▶ [Instructions to follow]: In the stretch from the line containing "mark each group" through the line containing "xmin=540 ymin=122 xmax=595 ymax=184", change "Crowdworker guideline" to "Annotator instruction" and give only those lines again, otherwise unchanged, without the pictures.

▶ [Input material]:
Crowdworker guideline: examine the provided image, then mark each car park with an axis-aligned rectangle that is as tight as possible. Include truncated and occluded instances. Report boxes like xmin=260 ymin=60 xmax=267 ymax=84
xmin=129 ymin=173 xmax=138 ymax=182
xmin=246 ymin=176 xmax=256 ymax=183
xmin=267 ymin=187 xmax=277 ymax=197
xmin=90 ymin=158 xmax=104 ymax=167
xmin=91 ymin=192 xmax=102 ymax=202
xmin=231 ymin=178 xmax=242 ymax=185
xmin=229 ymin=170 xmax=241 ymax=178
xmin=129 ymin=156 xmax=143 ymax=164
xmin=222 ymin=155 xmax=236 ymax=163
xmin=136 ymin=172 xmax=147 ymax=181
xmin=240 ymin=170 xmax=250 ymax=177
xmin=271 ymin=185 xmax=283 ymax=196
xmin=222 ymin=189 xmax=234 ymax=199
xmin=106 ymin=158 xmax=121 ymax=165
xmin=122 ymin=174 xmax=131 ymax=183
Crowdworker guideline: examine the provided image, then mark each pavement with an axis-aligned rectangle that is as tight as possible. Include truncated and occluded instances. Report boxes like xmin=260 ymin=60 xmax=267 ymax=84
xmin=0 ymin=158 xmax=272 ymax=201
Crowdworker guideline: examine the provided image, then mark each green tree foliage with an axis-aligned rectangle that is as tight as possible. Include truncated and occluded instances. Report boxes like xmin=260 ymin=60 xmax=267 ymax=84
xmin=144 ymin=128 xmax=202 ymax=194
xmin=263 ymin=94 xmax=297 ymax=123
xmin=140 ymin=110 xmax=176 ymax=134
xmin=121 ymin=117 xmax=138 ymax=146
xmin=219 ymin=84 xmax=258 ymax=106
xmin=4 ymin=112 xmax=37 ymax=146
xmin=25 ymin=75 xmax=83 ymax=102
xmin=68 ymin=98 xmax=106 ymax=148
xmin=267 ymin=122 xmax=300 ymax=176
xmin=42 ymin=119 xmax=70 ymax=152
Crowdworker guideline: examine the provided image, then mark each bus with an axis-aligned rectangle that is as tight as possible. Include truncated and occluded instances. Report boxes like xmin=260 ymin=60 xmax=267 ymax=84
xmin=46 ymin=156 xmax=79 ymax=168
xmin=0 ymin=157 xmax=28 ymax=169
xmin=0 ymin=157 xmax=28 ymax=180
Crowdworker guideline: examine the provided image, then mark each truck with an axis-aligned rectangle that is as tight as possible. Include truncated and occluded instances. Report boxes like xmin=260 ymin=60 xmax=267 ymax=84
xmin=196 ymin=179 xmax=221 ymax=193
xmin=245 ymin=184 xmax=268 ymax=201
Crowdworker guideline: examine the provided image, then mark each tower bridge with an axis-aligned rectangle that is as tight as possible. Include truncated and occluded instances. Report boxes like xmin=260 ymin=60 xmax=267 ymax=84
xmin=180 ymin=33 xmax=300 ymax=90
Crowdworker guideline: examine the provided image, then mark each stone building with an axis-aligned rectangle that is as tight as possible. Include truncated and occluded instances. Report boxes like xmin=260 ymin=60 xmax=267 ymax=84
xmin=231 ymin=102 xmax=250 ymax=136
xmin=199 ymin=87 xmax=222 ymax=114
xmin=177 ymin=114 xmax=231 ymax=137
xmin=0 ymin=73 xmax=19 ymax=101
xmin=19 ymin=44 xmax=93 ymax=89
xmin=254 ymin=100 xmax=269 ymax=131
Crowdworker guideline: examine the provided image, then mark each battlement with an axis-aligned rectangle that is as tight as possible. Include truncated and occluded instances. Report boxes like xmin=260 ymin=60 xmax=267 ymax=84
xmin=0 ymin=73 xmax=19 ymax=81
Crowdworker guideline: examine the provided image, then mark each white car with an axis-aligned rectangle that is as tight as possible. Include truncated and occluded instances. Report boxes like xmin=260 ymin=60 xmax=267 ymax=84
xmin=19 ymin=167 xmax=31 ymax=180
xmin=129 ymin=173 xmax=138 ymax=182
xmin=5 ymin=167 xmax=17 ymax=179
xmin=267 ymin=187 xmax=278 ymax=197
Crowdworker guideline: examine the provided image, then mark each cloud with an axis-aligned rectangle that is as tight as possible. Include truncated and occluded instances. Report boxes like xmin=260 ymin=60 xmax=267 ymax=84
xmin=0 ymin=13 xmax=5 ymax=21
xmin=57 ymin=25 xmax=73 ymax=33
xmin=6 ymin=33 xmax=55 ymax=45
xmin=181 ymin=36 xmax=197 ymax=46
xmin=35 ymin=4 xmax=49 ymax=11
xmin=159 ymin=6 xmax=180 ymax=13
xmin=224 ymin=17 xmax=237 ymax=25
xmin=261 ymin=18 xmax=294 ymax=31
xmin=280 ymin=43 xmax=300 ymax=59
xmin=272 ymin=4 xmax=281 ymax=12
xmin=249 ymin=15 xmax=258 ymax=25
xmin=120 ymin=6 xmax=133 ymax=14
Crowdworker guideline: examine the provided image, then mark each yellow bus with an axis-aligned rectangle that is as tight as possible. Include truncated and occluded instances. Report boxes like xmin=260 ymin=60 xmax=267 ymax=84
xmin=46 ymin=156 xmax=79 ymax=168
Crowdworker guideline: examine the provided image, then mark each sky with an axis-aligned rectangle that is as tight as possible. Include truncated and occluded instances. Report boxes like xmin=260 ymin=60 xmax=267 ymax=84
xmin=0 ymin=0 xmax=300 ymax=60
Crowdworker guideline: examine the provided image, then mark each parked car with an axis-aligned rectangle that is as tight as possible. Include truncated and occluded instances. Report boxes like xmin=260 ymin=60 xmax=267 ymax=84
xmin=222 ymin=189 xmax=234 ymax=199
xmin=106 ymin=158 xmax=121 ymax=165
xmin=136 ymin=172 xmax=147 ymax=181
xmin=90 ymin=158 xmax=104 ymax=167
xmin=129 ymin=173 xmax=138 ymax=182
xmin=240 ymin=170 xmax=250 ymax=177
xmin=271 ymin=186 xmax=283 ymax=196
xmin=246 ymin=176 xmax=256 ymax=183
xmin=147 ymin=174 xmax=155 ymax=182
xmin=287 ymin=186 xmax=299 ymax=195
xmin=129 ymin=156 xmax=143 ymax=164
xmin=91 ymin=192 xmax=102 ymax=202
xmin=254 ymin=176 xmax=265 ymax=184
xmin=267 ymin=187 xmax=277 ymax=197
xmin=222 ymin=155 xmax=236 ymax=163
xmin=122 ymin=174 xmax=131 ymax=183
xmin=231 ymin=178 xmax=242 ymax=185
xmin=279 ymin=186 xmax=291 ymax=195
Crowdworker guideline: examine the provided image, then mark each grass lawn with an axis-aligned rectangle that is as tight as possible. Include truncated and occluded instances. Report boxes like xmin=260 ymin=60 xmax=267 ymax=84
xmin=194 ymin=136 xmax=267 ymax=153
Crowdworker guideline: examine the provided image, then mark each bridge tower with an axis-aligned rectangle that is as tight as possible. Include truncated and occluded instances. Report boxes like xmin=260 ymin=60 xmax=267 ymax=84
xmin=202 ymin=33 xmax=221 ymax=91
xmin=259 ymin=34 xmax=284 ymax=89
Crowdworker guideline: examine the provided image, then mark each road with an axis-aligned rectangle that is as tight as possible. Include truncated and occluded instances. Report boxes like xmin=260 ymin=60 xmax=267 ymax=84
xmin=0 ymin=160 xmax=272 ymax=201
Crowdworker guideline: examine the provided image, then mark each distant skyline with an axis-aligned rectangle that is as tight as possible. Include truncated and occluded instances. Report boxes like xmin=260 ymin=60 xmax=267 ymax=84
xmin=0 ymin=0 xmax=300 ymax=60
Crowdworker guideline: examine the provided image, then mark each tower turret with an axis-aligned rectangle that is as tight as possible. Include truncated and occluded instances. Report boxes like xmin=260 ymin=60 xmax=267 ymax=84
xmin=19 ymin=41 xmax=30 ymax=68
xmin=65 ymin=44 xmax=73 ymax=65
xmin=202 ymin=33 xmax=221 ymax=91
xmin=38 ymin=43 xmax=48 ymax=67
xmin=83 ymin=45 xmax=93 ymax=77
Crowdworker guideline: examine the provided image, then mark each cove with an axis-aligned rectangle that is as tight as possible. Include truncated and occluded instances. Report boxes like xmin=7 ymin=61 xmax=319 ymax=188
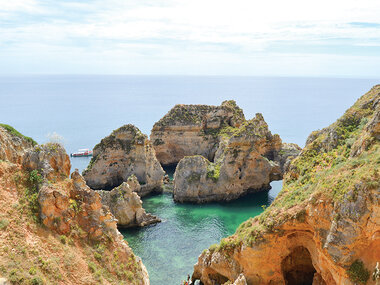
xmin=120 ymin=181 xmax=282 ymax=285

* * *

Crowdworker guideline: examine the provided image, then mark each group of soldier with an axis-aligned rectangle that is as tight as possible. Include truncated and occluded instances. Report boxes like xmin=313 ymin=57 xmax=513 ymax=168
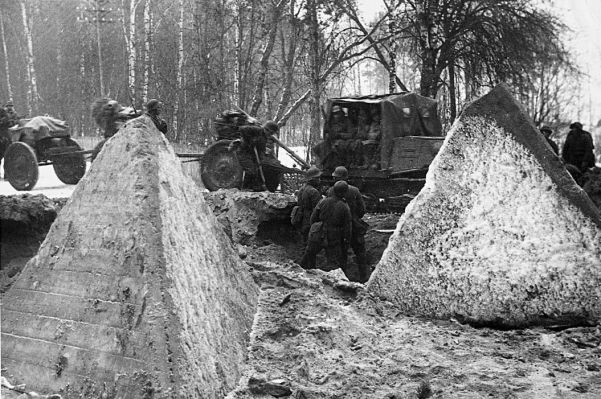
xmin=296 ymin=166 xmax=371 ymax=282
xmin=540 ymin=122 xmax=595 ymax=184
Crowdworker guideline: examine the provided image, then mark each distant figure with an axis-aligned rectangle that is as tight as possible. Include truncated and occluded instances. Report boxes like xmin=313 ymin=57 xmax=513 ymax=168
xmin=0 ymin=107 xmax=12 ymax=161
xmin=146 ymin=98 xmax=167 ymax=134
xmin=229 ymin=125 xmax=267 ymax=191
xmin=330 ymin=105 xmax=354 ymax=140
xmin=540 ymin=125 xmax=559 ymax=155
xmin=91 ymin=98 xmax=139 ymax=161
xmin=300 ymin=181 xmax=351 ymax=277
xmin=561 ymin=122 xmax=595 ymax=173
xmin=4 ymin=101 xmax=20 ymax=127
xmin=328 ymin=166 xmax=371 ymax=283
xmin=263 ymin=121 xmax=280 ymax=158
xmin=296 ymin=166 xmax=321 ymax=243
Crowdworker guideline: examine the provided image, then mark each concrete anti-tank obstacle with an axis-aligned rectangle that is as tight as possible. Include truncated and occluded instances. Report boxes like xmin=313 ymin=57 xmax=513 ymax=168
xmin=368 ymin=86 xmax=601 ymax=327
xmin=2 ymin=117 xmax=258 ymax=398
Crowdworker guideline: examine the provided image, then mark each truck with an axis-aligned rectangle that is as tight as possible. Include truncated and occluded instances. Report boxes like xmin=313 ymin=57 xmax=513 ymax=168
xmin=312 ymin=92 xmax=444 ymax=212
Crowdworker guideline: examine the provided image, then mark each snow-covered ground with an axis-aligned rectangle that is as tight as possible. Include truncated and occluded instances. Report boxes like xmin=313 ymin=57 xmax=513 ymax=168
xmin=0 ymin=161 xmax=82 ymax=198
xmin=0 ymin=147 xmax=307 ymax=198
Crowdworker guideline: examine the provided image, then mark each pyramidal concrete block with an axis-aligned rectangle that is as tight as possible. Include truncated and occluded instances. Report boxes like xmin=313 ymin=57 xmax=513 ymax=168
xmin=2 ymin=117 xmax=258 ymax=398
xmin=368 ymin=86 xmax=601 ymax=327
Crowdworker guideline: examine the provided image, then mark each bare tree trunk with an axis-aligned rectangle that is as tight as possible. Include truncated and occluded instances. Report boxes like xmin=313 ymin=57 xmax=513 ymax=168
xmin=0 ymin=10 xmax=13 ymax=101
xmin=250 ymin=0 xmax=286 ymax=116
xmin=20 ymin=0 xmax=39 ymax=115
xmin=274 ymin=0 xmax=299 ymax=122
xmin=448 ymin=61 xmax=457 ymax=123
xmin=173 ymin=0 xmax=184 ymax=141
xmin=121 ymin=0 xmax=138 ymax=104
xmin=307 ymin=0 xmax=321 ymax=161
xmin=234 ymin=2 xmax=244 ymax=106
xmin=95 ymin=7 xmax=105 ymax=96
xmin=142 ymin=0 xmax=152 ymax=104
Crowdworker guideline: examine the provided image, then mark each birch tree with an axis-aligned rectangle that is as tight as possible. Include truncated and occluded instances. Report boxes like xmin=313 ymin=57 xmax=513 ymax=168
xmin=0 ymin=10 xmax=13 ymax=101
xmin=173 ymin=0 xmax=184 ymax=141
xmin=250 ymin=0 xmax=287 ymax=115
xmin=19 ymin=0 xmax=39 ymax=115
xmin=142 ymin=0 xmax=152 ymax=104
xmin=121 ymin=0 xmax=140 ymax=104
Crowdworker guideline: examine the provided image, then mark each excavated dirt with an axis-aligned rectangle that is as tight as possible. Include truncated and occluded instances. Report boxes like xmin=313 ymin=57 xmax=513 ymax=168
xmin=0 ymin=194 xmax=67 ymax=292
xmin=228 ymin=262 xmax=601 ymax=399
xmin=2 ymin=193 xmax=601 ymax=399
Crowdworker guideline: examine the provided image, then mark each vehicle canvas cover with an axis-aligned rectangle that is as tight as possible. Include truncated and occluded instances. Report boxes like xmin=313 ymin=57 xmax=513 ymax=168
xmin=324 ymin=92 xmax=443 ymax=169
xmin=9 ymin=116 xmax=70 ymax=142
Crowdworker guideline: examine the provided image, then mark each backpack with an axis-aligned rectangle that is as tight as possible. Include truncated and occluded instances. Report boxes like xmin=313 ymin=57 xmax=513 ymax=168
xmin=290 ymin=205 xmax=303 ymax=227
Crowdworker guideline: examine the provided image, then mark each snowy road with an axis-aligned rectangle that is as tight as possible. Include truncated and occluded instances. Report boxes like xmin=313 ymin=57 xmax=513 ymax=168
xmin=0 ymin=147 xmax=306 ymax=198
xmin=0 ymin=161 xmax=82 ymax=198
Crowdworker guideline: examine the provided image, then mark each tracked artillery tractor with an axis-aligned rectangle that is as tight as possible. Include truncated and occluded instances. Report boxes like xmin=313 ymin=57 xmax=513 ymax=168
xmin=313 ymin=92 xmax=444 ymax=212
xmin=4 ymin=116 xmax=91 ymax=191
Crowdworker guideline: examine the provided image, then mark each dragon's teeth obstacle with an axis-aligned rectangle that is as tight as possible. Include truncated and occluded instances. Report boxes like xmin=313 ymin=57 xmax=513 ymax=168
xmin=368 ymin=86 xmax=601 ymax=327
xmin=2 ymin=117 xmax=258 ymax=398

▶ [Expected answer]:
Annotator instruction: examine the provided image, then mark each group of soldier with an axis-aligned rectangle that is as tight as possible. Include truncated and occluded instances. Report boxes like xmin=313 ymin=57 xmax=513 ymax=168
xmin=296 ymin=166 xmax=371 ymax=282
xmin=540 ymin=122 xmax=595 ymax=184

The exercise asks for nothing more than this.